+++ PASSAGE FOR REVIEW

We evaluated periventricular white matter (PVWM) cerebral blood flow (CBF) as a mechanistically specific biomarker for small vessel ischemia and demonstrated the feasibility of its measurement using state-of-the-art arterial spin labeling. We constructed the PVWM region of interest and demonstrated that mean CBF in PVWM had higher correlation with lesion volumes than global, grey matter, or white matter CBF, even after correction for global CBF, age, and sex. PVWM CBF also showed higher correlation with Trail A and B processing speed than CBF in other regions, or lesion volumes.
A highly sensitive group-averaged CBF map (figure 1(a)) was derived from 436 healthy middle-aged subjects (age=50.4±3.5 years, 54% female) enrolled in the NHLBI CARDIA study4. The CBF map was derived from 2D pseudo-continuous ASL (PCASL) data (labeling=1.48s, post-labeling-delay (PLD)=1.5s, voxel=3.4x3.4x5mm3) and processed with advanced signal processing strategies.5,6 Subsequently, the PVWM region of interest (ROI) for ischemic risk was constructed by thresholding the group-averaged CBF map to CBF<15 ml/100g/min (figure 1(b)), a threshold shown to predict future occurrence of lesions with certainty7. This region shows the lowest CBF in the brain and is most vulnerable to develop lesions in older age.

++++++
+++ SUPPLIED RECORDS

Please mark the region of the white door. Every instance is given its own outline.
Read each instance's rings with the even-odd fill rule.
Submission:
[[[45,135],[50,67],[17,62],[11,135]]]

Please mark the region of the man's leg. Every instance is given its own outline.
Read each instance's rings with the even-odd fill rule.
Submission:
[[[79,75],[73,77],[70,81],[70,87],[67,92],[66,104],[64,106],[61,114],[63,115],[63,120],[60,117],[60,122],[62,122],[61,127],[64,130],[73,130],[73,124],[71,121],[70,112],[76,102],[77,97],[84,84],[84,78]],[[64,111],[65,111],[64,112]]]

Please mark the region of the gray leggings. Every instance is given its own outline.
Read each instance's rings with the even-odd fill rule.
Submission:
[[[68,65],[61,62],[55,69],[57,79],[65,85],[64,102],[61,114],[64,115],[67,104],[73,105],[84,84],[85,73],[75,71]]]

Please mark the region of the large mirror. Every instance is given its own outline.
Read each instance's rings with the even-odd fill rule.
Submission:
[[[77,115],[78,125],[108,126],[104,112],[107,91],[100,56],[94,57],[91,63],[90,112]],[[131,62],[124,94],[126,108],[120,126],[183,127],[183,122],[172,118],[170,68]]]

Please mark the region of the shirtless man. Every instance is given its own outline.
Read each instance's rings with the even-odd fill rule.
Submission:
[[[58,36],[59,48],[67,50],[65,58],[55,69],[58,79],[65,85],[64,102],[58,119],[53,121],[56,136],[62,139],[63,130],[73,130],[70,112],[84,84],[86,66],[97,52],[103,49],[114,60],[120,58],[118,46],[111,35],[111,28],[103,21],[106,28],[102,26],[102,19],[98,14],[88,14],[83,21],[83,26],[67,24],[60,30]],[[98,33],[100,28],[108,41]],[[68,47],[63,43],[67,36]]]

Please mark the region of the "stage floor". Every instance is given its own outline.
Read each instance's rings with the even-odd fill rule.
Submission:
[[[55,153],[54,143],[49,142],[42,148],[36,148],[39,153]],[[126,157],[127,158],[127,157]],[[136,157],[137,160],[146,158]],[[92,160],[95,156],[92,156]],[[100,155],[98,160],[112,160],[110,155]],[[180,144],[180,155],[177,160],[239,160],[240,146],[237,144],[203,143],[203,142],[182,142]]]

++++++

• TO DO:
a) From the white matter blood flow passage, reproduce everything between "We evaluated periventricular" and "or lesion volumes.", inclusive.
b) Answer these from the white matter blood flow passage:
(i) How many healthy middle-aged subjects was the group-averaged CBF map derived from?
(ii) What CBF threshold was used to construct the PVWM region of interest?
(iii) Which processing speed measures showed higher correlation with PVWM CBF than with CBF in other regions?

• TASK SOLUTIONS:
a)
We evaluated periventricular white matter (PVWM) cerebral blood flow (CBF) as a mechanistically specific biomarker for small vessel ischemia and demonstrated the feasibility of its measurement using state-of-the-art arterial spin labeling. We constructed the PVWM region of interest and demonstrated that mean CBF in PVWM had higher correlation with lesion volumes than global, grey matter, or white matter CBF, even after correction for global CBF, age, and sex. PVWM CBF also showed higher correlation with Trail A and B processing speed than CBF in other regions, or lesion volumes.

b)
(i) 436
(ii) CBF<15 ml/100g/min
(iii) Trail A and B